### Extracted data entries
=-=-=-=-=
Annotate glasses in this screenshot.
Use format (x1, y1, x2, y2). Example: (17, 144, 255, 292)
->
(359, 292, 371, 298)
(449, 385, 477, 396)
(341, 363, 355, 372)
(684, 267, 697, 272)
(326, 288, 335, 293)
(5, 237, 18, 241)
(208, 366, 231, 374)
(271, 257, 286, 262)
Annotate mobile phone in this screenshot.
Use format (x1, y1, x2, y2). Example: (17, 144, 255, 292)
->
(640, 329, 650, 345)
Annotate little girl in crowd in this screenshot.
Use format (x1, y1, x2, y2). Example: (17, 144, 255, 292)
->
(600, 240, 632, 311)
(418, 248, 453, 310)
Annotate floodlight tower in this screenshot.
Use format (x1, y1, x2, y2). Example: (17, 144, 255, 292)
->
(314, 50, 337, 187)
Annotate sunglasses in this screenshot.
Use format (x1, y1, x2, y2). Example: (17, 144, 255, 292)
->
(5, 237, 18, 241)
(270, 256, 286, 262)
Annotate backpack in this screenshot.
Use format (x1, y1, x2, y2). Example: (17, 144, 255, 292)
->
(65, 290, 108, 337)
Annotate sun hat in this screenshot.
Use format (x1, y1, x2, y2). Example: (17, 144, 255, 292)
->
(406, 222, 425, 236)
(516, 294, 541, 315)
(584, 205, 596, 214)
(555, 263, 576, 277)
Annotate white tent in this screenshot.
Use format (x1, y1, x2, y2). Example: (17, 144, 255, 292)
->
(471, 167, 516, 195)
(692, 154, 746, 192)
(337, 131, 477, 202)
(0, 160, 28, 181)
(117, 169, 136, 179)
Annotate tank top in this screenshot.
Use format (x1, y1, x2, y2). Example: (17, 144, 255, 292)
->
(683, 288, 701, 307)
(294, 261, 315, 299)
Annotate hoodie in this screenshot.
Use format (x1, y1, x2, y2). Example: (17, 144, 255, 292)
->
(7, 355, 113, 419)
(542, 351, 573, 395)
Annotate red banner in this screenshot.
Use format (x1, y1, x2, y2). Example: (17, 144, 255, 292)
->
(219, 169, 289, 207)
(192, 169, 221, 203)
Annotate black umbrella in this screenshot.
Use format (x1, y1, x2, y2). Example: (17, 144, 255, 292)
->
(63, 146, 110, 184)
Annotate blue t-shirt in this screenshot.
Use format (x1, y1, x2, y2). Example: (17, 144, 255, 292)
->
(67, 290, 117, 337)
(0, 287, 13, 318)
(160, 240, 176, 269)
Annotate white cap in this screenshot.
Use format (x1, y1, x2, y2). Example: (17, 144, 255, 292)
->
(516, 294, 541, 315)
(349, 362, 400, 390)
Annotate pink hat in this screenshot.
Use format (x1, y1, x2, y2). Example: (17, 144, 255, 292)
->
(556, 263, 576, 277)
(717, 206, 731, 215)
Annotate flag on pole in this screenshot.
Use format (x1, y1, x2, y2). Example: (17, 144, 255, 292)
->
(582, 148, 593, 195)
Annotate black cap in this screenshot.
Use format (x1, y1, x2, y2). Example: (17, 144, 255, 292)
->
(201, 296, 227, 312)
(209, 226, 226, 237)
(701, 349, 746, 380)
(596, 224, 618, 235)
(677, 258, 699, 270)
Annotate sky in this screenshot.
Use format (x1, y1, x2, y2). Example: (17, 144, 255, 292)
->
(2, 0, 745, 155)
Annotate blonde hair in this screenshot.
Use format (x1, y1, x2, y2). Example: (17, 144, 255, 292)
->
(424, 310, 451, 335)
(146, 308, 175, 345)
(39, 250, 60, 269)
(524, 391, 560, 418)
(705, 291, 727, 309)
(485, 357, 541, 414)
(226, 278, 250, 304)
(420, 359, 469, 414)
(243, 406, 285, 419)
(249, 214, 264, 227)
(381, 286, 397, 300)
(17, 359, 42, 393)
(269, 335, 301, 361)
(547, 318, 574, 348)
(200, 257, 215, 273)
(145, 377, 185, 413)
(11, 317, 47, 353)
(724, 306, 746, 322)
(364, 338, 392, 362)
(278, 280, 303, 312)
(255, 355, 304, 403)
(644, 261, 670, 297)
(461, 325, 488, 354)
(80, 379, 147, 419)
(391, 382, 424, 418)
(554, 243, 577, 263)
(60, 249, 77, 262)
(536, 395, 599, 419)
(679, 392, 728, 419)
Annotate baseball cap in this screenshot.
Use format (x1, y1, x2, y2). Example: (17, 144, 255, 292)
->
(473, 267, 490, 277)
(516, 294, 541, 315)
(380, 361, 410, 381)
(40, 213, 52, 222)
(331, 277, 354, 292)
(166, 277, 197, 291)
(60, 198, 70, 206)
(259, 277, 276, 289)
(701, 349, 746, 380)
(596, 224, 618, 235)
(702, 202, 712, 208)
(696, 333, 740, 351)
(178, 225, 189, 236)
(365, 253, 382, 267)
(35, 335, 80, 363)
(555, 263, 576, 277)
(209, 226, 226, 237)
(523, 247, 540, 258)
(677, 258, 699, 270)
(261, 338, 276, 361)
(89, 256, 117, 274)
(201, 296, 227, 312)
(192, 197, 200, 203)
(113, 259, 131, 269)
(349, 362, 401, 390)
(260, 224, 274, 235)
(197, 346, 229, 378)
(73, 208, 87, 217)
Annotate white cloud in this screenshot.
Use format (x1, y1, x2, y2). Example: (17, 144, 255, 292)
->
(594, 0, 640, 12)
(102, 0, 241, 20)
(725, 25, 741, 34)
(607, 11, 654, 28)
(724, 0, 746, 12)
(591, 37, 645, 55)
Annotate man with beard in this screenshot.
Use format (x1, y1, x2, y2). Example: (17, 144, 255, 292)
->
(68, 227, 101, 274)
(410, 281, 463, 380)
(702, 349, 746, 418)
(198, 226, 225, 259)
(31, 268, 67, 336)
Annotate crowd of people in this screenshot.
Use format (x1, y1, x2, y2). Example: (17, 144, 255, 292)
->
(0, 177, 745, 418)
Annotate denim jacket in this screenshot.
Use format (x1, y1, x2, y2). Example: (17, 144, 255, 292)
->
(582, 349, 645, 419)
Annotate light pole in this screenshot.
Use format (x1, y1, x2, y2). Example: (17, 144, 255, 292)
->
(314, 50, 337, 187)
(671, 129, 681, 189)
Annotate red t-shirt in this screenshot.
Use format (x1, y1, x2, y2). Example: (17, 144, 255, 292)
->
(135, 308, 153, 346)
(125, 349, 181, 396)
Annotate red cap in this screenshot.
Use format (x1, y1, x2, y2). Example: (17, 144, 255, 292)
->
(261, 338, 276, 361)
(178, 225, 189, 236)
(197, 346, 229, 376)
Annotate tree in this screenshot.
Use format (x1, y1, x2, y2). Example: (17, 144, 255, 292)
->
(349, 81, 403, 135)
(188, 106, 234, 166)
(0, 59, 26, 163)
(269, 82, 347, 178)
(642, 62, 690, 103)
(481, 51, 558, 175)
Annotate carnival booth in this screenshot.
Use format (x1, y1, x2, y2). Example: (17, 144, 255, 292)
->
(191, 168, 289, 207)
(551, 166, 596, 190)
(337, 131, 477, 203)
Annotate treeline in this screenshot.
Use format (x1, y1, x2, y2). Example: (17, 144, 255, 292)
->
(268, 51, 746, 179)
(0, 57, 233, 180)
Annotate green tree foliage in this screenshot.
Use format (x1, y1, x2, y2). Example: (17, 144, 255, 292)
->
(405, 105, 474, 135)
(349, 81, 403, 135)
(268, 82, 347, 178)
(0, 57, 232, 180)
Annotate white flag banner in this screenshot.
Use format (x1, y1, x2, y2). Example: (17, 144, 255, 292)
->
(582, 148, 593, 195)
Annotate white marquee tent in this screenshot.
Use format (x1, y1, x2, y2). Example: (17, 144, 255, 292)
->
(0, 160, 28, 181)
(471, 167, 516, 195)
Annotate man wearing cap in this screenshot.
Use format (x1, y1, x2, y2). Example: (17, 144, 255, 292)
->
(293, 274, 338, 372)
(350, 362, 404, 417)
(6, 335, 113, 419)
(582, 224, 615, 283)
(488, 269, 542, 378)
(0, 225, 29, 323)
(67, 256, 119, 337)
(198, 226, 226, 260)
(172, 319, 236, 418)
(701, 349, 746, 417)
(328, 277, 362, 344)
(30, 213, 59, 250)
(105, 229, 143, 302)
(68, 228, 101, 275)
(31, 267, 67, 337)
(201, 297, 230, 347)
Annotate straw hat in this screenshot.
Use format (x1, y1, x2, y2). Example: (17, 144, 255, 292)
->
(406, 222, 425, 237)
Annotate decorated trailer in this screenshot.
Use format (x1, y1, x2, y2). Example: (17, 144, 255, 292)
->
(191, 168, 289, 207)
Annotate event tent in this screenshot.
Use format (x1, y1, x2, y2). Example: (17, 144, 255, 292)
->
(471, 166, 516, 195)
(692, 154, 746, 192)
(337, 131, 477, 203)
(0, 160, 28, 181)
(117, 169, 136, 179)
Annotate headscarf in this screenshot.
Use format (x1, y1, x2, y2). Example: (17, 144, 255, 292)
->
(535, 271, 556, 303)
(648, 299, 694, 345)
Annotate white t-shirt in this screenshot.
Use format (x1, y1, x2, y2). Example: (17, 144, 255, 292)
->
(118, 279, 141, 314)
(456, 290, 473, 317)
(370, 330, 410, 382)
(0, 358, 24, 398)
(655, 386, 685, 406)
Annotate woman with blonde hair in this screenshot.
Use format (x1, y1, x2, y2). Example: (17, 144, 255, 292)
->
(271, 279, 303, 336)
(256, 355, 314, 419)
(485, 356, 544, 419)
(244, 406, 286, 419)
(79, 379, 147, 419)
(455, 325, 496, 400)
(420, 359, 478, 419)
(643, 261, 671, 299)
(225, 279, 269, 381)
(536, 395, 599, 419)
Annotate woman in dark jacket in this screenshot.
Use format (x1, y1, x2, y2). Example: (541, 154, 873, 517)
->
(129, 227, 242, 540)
=-=-=-=-=
### BRIEF
Copy out the lines above that hold the string "tent".

### TASK OUTPUT
Annotate white tent in this screenshot.
Annotate white marquee tent in this screenshot.
Annotate event tent in this screenshot.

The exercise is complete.